** START Data listing **
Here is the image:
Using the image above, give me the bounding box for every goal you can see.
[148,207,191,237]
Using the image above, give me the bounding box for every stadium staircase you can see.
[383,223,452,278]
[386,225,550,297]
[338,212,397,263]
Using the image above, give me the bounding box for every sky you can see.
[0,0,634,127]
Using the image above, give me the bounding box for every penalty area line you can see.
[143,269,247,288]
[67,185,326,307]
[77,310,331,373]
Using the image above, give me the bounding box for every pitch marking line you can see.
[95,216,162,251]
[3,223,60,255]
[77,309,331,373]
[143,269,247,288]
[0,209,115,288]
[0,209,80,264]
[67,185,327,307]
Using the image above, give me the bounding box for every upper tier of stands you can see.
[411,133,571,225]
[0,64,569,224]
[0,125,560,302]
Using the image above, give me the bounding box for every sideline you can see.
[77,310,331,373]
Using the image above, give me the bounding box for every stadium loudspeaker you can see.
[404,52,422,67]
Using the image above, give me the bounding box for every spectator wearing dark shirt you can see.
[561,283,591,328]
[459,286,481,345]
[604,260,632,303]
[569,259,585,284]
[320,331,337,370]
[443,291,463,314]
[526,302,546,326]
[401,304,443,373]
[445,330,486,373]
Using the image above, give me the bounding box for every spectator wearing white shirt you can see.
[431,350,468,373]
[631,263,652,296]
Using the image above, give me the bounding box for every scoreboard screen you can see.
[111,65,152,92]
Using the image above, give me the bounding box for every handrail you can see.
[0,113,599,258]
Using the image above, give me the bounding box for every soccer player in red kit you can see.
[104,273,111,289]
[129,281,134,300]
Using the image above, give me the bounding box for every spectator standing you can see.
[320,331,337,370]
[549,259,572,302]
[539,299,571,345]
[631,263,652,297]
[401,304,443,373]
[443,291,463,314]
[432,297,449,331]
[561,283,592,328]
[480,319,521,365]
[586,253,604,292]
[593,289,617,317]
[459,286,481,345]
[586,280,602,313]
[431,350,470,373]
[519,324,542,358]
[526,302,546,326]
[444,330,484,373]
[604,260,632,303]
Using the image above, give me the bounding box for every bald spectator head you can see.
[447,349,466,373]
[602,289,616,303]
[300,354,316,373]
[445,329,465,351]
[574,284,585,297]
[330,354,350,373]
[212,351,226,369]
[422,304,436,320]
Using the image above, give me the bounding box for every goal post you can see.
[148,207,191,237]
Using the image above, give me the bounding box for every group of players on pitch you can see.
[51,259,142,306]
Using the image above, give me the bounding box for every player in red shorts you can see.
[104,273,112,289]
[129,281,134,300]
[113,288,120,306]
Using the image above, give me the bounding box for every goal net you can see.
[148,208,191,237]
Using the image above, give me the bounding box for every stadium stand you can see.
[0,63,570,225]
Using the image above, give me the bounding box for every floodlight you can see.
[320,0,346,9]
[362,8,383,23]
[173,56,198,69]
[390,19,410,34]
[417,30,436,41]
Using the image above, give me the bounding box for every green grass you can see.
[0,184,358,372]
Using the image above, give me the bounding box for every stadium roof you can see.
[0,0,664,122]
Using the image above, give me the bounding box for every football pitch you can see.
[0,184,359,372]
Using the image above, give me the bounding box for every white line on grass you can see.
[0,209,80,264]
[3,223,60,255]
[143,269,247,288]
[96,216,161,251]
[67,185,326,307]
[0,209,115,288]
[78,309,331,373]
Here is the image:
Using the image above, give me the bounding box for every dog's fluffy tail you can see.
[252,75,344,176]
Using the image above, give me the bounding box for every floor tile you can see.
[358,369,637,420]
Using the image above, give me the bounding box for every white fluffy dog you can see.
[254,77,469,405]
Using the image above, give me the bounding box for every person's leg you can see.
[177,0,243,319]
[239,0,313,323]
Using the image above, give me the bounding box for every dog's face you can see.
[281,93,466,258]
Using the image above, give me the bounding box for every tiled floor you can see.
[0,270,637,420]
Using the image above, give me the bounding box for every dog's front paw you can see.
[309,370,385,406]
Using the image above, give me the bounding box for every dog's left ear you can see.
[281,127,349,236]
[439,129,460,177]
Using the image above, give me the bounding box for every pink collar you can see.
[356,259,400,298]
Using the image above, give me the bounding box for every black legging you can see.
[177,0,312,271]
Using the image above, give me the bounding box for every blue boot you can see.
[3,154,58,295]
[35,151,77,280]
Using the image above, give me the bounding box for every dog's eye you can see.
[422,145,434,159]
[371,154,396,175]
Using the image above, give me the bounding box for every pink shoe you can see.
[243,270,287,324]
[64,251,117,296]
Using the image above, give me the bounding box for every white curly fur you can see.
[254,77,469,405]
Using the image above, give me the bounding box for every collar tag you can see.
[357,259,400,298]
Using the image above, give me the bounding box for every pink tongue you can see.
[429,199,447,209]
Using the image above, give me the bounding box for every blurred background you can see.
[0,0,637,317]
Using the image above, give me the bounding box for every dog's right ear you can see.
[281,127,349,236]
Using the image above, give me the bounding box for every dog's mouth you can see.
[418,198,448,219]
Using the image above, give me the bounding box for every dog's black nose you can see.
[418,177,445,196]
** END Data listing **
▶ **Set problem**
Please rewrite all the items above, replacing "bounding box" with "box coordinates" and leaving everything else unchanged.

▶ **Written response**
Here is the image:
Using the image above, give me the box coordinates for every goal you can see.
[148,207,191,237]
Using the image above, give me the box coordinates for every stadium staircase you can see.
[383,223,452,278]
[386,225,550,297]
[338,212,397,263]
Using the image above, give me the box coordinates for every sky you can see.
[0,0,634,127]
Using the image above, give me the box coordinates for every penalty area line you can see.
[143,269,247,288]
[67,185,326,307]
[77,310,331,373]
Using the image above, give me the box coordinates for every pitch marking line you can see.
[95,216,162,251]
[3,223,60,255]
[77,309,331,373]
[143,269,247,288]
[0,209,115,288]
[0,209,80,264]
[67,185,327,307]
Using the image above, give me the box coordinates for every upper tier of stands you can see.
[411,133,571,225]
[0,64,569,224]
[0,125,560,302]
Using the image above, give me the box coordinates for every sideline you can see.
[77,310,331,373]
Using the image above, give me the box coordinates for every stadium loudspeaker you can see.
[404,52,422,67]
Using the image above, give me the box coordinates for every spectator wearing dark shirt you can see.
[561,283,591,328]
[459,286,481,345]
[604,260,632,303]
[569,259,585,284]
[320,331,337,370]
[443,291,463,314]
[526,302,546,326]
[401,304,443,373]
[445,330,486,373]
Using the image above, give me the box coordinates for every spectator wearing white shirt you can see.
[431,350,468,373]
[631,263,652,296]
Using the image above, give me the box coordinates for every scoreboard screen you can see.
[111,65,152,92]
Using the image above, give me the box coordinates for every handrail you can see.
[0,113,599,258]
Using the image above, give me the box coordinates for every soccer player in red kit you can see.
[104,273,111,289]
[129,281,134,300]
Using the image above, give me the box coordinates for every spectator standing you can see.
[320,331,337,370]
[549,259,572,302]
[539,299,571,345]
[631,263,652,297]
[401,304,443,373]
[443,291,463,314]
[432,297,449,331]
[561,283,592,328]
[480,319,521,365]
[586,253,604,292]
[593,289,617,317]
[459,286,481,345]
[586,280,602,313]
[431,350,470,373]
[519,324,542,358]
[526,302,546,326]
[444,330,484,373]
[604,260,632,303]
Using the image above, give me the box coordinates for every bald spectator head you can see.
[447,349,466,373]
[602,289,616,303]
[300,354,316,373]
[445,329,465,351]
[574,284,585,297]
[330,354,350,373]
[212,351,226,369]
[422,304,436,320]
Using the image above, give me the box coordinates for every goal post you can see.
[148,207,191,237]
Using the image above, give me the box coordinates for every group of players on pitch you can see.
[51,259,142,306]
Using the image above, give me the box coordinates for every player in red shorts you can see.
[104,273,112,289]
[129,281,134,300]
[113,288,120,306]
Using the image above, give me the box coordinates for every goal net you can see.
[148,208,191,237]
Using the image above, give me the box coordinates for every stadium stand you can see.
[0,63,570,225]
Using the image above, give me the box coordinates for every floodlight you can see.
[320,0,346,9]
[362,8,383,23]
[173,56,198,69]
[390,19,410,34]
[417,30,436,41]
Using the image above, give me the box coordinates for every green grass you can see.
[0,184,358,372]
Using the image above, give me the box coordinates for every stadium roof you can see.
[0,0,664,122]
Using the image above, give me the box coordinates for every football pitch you can see.
[0,184,359,372]
Using the image above, give me the box coordinates for every white line on grass you can see.
[0,209,80,264]
[3,223,60,255]
[143,269,247,288]
[96,216,161,251]
[67,185,326,307]
[0,209,115,288]
[78,309,331,373]
Here is the image:
Using the image above, give me the box coordinates for every dog's fluffy tail you can see.
[252,75,344,176]
Using the image above, give me the box coordinates for every floor tile you can see.
[358,369,637,420]
Using the image above, give me the box coordinates for every white fluffy dog you can see.
[254,77,469,405]
Using the image above, give me the box coordinates for every person's leg you can see.
[177,0,243,319]
[239,0,313,323]
Using the image above, give me the box coordinates for every dog's face you can see.
[281,93,466,258]
Using the image above, give me the box coordinates for every tiled floor you can see.
[0,270,637,420]
Using the image above, give me the box coordinates for every dog's front paw you can see.
[309,370,385,406]
Using the image above, give me the box coordinates for every dog's left ear you can see.
[281,127,349,236]
[439,129,460,177]
Using the image above, give me the box coordinates for every pink collar you can see.
[356,259,400,298]
Using the image above, give me the box coordinates for every black legging you can see.
[177,0,312,271]
Using the image above, give me the box coordinates for every blue boot you can see.
[3,154,58,295]
[35,151,77,280]
Using the image above, give me the box coordinates for every dog's eye you can see.
[422,145,434,159]
[371,154,396,175]
Using the image above, give me the box coordinates for every pink shoe you can see.
[243,270,287,324]
[64,251,117,296]
Using the image above, give me the box coordinates for every white curly fur you can see.
[254,77,469,405]
Using the image above, give me the box coordinates for every collar tag you can see.
[357,259,400,298]
Using the image above, give me the box coordinates for every pink tongue you can see.
[429,199,447,209]
Using the image above, give me the box coordinates for every blurred background you can see.
[0,0,637,317]
Using the image above, give me the box coordinates for every dog's right ear you can see.
[281,127,349,236]
Using the image above, give me the box coordinates for every dog's mouth you can see.
[418,198,448,219]
Using the image above, give me the box coordinates for every dog's black nose you can see.
[418,177,445,196]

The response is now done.